▶ Problem details
Would you return all of this data exactly, leaving nothing out?

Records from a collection

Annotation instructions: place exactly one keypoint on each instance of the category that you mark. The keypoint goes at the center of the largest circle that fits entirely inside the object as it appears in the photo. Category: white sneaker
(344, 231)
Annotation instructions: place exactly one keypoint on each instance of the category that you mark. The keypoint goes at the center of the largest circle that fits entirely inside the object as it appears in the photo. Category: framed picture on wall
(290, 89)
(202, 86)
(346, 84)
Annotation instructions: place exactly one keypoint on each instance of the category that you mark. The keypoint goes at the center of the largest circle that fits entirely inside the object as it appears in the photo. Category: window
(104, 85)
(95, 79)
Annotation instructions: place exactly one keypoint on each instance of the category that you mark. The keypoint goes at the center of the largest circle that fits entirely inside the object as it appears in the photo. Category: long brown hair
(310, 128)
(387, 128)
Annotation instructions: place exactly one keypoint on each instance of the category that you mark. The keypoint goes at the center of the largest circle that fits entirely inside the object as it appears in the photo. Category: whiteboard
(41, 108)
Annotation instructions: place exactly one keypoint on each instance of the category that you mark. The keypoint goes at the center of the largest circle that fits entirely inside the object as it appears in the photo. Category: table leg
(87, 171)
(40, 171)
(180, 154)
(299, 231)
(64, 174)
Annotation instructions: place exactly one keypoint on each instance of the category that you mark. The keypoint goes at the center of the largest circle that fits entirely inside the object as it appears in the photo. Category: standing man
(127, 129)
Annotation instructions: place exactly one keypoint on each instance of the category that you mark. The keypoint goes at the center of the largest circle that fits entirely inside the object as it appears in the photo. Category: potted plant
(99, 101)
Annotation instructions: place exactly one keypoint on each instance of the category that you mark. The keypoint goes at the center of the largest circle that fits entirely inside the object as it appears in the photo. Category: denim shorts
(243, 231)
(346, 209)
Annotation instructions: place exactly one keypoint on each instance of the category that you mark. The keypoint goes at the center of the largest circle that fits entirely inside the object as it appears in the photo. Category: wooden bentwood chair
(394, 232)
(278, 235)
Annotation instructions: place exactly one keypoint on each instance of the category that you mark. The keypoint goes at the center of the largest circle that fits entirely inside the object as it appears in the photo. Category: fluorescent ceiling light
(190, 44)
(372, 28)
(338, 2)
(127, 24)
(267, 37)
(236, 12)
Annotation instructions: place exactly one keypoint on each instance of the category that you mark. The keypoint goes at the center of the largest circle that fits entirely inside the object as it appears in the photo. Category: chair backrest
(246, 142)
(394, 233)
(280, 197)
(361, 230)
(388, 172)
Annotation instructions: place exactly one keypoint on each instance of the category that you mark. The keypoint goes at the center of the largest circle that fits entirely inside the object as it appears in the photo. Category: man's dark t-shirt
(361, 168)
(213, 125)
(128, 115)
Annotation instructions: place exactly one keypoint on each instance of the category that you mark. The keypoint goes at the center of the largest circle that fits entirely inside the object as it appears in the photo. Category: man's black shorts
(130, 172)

▶ Solution to this exercise
Annotation instructions: place exactly one keypoint on each instance of the category that you mark. The keypoint goes at the center of the largest circle that fits entirely inside the object as it appears in the photo. Category: white sneaker
(344, 231)
Annotation instructions: place exactly one keypoint on each instance of the category that you mark. The keypoint goes at the center of the largest circle that fits entirely inside the object as it appears in the photo. Category: framed picture on wall
(290, 89)
(202, 86)
(346, 84)
Annotation instructions: place exactly one keypoint on each instance of the category that you mark. The keypoint goes at the center of the largest circle that fits entirely inside the object as it appears in the photo. Category: window
(104, 85)
(95, 79)
Annotation instructions: place exactly one keypoint on each instance of the category that you mark. The keypoint goes at the center of the largest circle that fits entirely inside the object as it appears in the photo. Category: long brown hair
(310, 128)
(387, 128)
Annotation instructions: place exactly one keypoint on each instance of the category that you mark. The keypoint goes at the center of the largest circle that fits entirely inside the object as it appears in the photo. Category: whiteboard
(41, 108)
Annotation instructions: place exactly one keypoint on each instance of the category that you mark. The keypoint goes at the center of the largest circle that fits entirely inside the object as it appears in the photo. Category: table leg
(87, 171)
(40, 171)
(180, 154)
(299, 231)
(64, 174)
Annotation instructions: place exactly one keypoint on each instance of the category that you mark. The keypoint goes at the center of the largest circle that fits entirely inside the object as it appears in the photo. Category: standing man
(127, 129)
Annotation instructions: place exactly one keypoint on each instance of the category that you mark. The keypoint goes at the center of the largest circle that fits entirely inside the object as it appears in the photo. Category: potted plant
(99, 101)
Annotation instructions: place exactly one keypoint on each instance of the category that you mark. The keypoint goes at the center of the largest circle that fits entirely inside the object as it appears in the photo. Category: denim shorts
(243, 231)
(346, 209)
Annotation instructions: place exactly one keypoint on each instance of the category that you mark. The keypoint goes at the center of the largest circle that fits entirely inside the object as it appears in the photo. Category: wooden bentwood chair
(394, 232)
(278, 235)
Annotation instructions: place exactly one keypoint on each instance of the category that you mark. The keypoint goes at the center of the largest circle that fits entirely inside the object as it appears in the photo. Category: fluorescent ceiling light
(190, 44)
(372, 28)
(338, 2)
(127, 24)
(267, 37)
(236, 12)
Annotation instructions: place exactly one keypoint on each instance of the category that you mark. The keypoint goes at the center of the largest circle that fits entirely inside the object as it appears in the photo. Category: chair backrest
(246, 142)
(394, 233)
(280, 197)
(361, 230)
(388, 172)
Annotation instructions: place exactly one keypoint on each instance of the category that you mark. The keypoint goes at the center of the largest circle that fits entirely inside the object as it appears in the photo. Category: man's dark t-shirt
(361, 168)
(213, 125)
(128, 115)
Annotation instructions: place exactly one keypoint on each instance of the category that you mark. The keypoint goes at the center of the largest circle that fits entirely inside the object as it appears in the photo. Category: man's black shorts
(130, 172)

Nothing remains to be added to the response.